Can you pull out every line in the material below that contains the string "wall", treating uppercase and lowercase as different?
* * *
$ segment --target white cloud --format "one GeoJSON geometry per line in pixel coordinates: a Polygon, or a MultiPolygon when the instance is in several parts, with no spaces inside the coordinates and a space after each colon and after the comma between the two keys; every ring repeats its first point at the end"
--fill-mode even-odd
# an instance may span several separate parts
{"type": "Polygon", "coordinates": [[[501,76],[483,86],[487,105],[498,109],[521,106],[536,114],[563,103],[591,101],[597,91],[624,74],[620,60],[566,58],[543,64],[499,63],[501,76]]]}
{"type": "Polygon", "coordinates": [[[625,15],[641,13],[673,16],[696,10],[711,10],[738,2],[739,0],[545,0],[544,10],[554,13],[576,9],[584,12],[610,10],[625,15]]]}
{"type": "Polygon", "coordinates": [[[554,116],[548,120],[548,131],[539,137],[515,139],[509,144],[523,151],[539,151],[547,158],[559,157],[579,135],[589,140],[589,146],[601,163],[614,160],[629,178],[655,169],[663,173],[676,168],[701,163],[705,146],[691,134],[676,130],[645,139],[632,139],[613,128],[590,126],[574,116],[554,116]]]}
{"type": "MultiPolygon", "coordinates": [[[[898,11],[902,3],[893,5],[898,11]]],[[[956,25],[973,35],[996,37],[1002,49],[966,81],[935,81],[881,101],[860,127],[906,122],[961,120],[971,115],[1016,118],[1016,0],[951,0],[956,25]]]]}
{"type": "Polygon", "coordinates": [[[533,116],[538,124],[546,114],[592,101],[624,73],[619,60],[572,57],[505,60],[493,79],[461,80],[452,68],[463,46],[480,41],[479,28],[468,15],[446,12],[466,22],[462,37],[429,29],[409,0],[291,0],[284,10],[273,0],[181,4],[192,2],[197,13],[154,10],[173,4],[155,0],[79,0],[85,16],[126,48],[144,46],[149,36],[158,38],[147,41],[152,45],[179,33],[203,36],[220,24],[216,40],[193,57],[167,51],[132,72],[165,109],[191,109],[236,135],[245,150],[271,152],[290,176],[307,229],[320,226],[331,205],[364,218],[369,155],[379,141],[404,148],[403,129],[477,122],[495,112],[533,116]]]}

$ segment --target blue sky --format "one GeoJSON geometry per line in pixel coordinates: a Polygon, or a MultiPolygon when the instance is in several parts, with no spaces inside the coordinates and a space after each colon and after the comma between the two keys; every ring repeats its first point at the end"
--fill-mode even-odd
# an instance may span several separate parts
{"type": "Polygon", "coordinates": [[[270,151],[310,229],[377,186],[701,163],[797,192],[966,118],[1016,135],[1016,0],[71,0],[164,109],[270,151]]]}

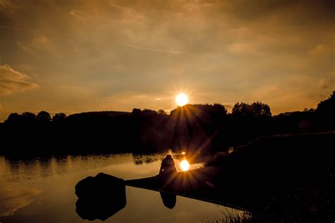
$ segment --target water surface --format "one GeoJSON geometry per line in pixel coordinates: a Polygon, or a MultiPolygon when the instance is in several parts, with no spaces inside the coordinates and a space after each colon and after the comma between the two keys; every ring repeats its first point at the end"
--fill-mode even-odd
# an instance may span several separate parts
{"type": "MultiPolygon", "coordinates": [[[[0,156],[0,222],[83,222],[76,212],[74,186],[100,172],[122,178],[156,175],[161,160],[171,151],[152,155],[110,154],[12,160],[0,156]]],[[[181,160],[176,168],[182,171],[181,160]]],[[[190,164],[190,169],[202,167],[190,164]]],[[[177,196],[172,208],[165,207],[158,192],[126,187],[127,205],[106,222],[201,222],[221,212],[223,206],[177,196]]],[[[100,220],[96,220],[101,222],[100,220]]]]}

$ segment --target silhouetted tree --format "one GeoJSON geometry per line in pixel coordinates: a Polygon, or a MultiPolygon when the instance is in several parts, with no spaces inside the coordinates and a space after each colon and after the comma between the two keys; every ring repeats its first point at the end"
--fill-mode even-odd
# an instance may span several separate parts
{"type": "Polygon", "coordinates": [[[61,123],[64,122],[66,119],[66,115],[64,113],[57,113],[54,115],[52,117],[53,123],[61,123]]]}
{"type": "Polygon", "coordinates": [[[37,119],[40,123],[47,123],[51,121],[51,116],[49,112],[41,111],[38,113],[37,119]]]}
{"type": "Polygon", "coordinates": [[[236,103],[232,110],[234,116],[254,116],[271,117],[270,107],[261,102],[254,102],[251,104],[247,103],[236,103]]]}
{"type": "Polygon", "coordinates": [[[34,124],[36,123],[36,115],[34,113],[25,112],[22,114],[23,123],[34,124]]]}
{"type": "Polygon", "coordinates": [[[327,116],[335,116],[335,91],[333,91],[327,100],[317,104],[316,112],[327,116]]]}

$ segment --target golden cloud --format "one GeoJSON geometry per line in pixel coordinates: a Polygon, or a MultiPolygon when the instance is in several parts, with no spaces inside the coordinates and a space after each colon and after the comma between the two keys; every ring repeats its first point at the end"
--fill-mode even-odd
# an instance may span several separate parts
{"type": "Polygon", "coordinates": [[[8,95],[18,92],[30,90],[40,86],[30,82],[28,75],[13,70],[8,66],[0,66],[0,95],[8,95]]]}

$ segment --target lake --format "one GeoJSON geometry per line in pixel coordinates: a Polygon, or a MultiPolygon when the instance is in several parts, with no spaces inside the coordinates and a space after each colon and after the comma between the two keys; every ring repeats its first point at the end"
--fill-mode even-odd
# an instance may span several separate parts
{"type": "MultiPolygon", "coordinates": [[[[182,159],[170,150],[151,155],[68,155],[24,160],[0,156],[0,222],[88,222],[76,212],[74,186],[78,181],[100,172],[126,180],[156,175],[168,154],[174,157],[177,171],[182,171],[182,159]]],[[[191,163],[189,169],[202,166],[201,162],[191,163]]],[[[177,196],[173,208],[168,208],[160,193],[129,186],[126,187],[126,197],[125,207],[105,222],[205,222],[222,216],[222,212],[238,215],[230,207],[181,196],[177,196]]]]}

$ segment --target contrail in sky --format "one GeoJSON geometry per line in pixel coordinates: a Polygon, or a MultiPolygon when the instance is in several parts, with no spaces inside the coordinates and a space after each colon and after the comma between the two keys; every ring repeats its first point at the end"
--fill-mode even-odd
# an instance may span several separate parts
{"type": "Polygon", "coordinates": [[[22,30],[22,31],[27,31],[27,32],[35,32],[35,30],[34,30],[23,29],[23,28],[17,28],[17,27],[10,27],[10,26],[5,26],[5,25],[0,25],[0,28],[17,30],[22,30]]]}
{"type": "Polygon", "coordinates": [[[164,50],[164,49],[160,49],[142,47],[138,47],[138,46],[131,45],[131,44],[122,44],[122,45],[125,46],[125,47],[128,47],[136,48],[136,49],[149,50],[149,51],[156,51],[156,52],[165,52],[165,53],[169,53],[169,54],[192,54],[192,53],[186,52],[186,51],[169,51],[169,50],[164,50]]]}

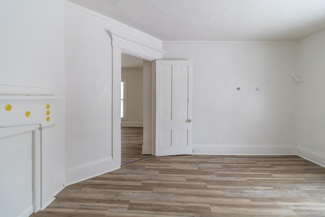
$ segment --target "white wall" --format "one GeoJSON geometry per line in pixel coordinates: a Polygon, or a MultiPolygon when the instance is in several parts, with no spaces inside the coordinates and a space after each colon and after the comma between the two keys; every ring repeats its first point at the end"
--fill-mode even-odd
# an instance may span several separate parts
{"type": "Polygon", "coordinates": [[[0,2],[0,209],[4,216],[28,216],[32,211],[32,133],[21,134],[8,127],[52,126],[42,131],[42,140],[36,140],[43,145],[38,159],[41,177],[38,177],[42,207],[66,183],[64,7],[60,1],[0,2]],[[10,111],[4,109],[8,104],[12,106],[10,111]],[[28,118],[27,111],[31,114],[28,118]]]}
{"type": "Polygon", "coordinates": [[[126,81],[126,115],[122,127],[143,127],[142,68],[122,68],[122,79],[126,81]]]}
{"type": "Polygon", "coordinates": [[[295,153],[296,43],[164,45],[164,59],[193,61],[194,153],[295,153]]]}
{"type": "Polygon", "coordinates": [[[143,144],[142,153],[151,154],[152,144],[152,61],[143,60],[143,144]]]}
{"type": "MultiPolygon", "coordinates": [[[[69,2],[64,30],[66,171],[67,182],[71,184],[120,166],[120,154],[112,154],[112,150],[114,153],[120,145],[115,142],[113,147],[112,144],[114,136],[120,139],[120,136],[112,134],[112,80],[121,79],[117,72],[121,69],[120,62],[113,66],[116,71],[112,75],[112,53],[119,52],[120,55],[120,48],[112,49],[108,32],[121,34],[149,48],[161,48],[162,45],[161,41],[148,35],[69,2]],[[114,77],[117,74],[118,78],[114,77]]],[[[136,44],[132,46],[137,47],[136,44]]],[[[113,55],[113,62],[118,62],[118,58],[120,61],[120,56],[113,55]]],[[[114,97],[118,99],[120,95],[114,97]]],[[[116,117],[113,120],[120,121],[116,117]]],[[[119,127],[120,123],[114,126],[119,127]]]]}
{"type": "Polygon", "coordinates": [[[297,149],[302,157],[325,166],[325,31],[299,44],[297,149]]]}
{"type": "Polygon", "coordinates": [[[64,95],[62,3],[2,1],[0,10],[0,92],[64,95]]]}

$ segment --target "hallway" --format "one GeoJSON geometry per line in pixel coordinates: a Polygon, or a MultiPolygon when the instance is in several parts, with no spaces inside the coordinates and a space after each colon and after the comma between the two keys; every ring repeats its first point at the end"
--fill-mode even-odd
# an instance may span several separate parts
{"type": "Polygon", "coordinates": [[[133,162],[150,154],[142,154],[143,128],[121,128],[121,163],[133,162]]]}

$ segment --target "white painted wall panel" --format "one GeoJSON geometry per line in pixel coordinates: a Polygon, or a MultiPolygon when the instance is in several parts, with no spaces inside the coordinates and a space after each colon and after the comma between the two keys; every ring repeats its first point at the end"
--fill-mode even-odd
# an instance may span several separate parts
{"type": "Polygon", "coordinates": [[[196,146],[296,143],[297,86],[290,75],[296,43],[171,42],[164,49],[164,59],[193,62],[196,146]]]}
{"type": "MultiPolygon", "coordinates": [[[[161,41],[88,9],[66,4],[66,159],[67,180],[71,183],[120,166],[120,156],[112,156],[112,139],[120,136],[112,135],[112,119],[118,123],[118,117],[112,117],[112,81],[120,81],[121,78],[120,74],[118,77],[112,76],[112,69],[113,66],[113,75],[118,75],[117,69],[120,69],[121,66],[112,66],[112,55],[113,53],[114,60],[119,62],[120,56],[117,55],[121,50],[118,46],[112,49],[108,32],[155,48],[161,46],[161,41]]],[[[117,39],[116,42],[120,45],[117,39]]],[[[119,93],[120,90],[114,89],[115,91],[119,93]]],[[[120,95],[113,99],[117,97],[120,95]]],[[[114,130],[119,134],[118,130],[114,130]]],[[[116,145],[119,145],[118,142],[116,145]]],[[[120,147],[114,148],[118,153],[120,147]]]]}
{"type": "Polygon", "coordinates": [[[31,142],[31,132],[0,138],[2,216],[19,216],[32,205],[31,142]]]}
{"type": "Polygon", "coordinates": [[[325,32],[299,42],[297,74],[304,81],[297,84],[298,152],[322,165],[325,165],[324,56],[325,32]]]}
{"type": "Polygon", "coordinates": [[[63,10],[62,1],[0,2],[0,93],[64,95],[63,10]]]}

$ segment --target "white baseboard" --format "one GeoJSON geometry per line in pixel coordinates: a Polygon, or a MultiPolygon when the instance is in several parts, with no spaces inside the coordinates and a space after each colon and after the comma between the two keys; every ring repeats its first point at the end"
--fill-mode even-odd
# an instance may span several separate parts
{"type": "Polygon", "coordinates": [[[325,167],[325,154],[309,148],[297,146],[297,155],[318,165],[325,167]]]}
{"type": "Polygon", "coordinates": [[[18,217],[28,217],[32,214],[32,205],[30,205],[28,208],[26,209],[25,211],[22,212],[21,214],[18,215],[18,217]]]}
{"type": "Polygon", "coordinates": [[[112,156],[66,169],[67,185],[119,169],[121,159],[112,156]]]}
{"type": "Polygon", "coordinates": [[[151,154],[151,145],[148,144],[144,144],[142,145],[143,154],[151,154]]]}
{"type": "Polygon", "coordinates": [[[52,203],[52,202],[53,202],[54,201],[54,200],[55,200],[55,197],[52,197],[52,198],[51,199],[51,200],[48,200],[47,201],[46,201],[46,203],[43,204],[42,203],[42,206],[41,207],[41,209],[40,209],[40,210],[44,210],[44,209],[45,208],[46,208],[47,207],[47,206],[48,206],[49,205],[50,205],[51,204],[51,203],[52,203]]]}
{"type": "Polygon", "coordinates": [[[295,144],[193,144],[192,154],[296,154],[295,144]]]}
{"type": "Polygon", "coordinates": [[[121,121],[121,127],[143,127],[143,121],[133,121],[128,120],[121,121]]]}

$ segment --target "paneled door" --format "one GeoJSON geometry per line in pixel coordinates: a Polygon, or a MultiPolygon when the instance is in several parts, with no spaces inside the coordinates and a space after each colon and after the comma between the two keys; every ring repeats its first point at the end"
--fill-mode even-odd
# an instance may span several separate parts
* * *
Exercise output:
$ segment --target "white wall" --format "one GeoJSON geometry per line in pixel coordinates: a Polygon, or a MultiPolygon when the instance is in several parts, with no spaces inside the coordinates and a space after each colon and after the comma between the two keys; every ring repeats its first point at the end"
$ segment --target "white painted wall panel" --format "one GeoJSON geometry per line in pixel coordinates: a Polygon, or a MultiPolygon when the instance is in several parts, with no spaces inside the coordinates and a space after each colon and after the comma between the two keys; every ring repeats its first point at the end"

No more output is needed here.